# AIM OF THE EXERCISE
Please work out how many lines below contain the word "algae", and reply with only that number.

# MATERIAL PROVIDED
--------------------------------
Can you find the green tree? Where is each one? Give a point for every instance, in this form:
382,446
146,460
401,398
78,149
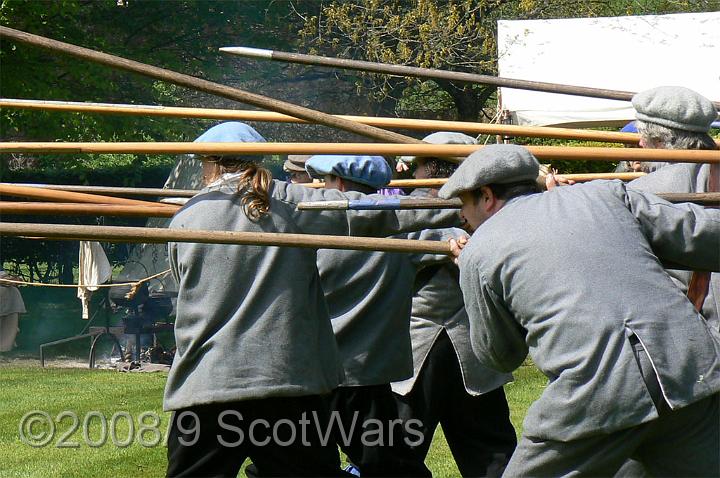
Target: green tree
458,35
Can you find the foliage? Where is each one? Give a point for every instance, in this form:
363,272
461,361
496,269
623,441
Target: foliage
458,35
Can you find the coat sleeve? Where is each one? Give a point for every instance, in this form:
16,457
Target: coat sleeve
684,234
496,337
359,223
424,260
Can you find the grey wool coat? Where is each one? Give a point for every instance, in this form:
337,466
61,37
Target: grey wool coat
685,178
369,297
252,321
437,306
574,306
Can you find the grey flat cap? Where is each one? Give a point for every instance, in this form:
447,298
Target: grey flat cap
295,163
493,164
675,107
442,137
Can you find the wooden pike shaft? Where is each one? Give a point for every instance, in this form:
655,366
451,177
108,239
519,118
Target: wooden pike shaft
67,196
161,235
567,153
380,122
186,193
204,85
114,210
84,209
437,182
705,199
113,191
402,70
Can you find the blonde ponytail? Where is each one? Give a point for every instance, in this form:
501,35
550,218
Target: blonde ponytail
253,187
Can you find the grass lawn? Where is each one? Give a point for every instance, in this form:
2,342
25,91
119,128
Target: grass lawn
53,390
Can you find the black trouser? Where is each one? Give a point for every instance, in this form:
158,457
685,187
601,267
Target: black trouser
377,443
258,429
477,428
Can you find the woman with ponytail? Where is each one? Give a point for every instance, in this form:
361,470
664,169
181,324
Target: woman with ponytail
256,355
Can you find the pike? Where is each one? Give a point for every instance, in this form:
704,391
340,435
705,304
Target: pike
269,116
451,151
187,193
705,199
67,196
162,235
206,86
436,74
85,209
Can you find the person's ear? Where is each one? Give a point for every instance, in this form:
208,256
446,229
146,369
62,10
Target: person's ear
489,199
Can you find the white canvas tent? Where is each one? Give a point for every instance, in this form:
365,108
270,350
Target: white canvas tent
--------------------------------
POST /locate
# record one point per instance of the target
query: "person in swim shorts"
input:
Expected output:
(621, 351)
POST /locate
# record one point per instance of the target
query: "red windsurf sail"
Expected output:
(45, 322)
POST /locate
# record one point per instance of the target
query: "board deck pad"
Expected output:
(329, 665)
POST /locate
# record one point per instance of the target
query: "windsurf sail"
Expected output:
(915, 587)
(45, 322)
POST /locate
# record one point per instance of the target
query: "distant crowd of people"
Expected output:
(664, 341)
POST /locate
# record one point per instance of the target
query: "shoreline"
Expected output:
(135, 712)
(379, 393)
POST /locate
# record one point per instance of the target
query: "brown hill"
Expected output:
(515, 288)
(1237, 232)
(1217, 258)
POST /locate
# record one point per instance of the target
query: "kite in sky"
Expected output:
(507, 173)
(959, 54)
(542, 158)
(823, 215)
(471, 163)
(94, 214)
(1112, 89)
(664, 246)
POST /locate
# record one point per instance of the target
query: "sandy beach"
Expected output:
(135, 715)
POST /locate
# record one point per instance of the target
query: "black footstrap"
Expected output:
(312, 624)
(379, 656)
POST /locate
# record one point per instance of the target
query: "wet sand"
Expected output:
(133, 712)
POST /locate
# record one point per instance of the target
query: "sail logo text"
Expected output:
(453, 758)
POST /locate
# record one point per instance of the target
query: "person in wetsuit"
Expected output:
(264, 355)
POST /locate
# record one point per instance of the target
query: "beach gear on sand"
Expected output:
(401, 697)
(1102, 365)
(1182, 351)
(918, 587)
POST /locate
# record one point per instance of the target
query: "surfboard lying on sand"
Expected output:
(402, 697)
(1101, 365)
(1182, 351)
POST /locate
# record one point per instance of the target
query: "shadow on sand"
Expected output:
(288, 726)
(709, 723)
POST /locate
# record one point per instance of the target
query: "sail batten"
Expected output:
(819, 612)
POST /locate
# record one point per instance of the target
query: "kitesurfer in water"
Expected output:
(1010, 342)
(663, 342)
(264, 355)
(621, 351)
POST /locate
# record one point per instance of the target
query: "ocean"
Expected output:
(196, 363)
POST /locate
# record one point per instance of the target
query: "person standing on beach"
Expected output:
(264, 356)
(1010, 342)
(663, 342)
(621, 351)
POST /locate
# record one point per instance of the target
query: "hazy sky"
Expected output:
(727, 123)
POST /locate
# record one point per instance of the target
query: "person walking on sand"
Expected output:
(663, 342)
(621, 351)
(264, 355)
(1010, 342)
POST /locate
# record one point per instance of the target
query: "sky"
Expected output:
--------------------------------
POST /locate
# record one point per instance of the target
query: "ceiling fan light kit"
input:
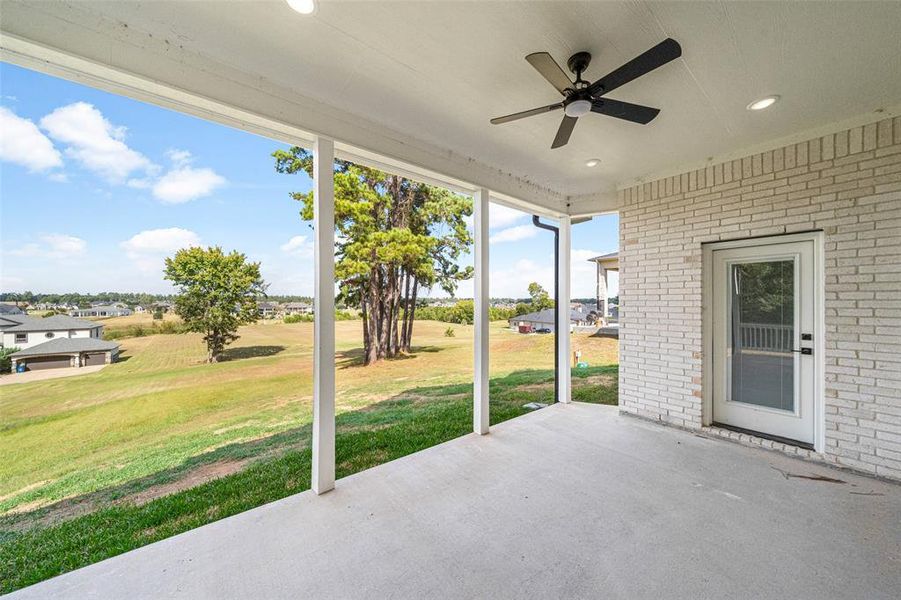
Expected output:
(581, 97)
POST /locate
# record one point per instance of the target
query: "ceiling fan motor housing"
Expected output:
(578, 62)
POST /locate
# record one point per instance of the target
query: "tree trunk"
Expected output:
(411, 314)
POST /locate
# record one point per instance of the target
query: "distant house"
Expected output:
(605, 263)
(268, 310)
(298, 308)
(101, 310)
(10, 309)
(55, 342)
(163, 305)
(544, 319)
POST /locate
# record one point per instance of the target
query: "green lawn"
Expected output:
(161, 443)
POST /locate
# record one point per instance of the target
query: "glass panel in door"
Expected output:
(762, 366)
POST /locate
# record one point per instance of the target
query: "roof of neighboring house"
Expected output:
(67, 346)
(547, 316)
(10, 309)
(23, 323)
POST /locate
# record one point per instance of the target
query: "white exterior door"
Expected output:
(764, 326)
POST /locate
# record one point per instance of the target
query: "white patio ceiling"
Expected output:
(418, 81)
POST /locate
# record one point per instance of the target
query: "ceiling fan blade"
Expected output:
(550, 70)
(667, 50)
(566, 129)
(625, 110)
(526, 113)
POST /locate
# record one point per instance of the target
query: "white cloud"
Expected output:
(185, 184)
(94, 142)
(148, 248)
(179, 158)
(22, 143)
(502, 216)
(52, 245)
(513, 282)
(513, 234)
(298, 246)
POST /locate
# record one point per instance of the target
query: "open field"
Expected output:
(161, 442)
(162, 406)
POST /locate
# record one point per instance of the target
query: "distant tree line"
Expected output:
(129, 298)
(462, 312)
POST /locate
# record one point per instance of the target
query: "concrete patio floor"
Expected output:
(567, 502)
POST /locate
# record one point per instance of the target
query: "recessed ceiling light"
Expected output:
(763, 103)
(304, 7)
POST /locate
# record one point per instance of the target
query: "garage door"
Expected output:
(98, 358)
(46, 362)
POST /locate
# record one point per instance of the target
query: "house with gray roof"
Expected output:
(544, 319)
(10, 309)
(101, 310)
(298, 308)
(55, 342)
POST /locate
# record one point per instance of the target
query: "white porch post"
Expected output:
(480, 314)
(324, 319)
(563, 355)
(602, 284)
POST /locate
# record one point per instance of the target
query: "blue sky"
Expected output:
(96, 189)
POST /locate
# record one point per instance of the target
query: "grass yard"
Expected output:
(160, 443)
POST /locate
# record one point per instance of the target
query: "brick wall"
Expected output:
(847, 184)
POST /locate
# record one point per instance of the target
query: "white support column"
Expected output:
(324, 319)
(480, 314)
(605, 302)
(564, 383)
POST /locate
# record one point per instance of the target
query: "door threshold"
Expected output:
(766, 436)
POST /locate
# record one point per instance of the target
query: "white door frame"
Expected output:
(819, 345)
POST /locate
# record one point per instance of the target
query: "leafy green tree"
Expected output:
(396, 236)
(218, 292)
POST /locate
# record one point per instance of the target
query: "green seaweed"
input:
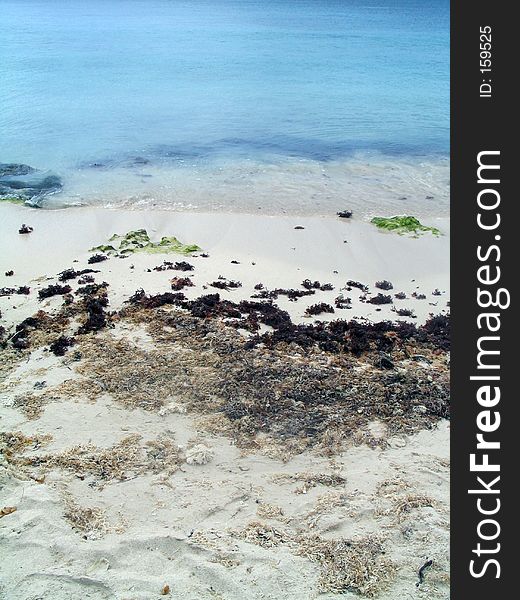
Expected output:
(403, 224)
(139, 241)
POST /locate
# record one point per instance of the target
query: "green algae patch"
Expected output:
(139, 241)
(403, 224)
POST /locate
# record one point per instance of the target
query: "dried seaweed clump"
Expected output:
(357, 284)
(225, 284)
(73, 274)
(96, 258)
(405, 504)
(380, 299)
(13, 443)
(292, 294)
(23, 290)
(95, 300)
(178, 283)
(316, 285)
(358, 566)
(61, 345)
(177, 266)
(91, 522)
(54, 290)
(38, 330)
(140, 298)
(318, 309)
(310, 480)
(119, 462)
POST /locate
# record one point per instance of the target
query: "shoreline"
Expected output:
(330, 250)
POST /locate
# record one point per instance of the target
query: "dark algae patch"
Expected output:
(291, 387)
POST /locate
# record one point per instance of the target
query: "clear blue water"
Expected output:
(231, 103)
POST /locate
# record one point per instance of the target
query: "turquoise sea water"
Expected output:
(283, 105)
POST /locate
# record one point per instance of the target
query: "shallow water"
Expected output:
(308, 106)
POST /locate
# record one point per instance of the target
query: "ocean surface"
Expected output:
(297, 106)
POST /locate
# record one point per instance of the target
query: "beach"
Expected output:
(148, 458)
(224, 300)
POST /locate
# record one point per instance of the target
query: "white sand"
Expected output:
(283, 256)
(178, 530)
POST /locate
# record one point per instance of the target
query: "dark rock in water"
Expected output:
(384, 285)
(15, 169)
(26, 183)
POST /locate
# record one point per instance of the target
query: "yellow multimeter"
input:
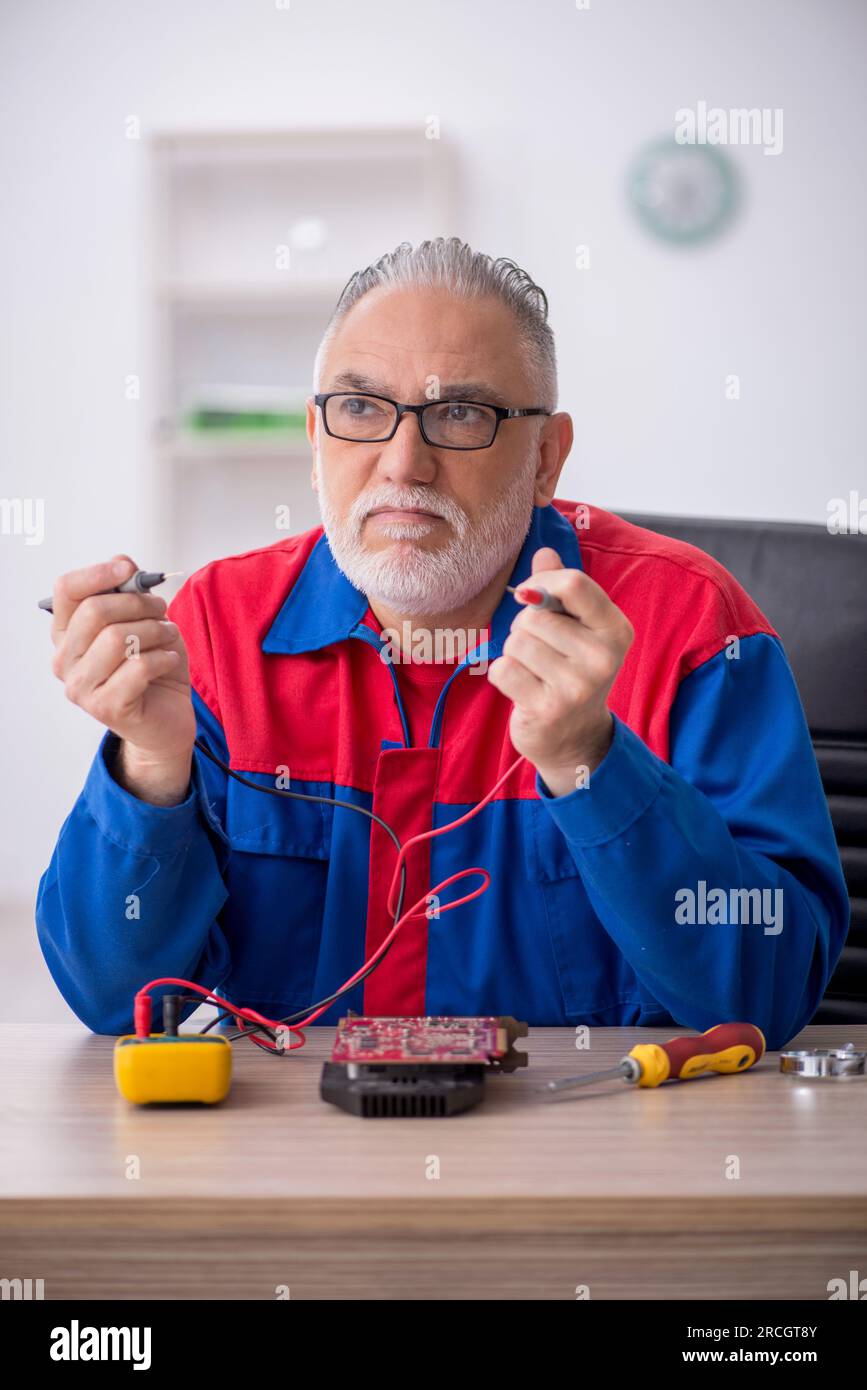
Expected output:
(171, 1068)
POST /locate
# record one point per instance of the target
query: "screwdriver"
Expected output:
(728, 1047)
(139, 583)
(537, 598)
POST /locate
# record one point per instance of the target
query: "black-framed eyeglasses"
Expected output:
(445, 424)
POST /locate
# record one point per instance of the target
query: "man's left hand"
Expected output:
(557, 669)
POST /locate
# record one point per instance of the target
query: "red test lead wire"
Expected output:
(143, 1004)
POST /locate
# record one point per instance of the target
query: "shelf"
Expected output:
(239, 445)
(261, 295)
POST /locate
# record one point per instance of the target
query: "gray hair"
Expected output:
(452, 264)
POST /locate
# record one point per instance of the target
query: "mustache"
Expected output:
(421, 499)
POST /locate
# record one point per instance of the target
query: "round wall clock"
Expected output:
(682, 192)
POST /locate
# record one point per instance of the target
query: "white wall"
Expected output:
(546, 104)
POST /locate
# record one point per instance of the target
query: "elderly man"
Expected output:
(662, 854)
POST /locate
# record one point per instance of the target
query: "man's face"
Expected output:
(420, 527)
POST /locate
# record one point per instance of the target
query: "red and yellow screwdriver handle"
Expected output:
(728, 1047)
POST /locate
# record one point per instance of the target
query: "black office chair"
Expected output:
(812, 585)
--------------------------------
# TASK RESULT
2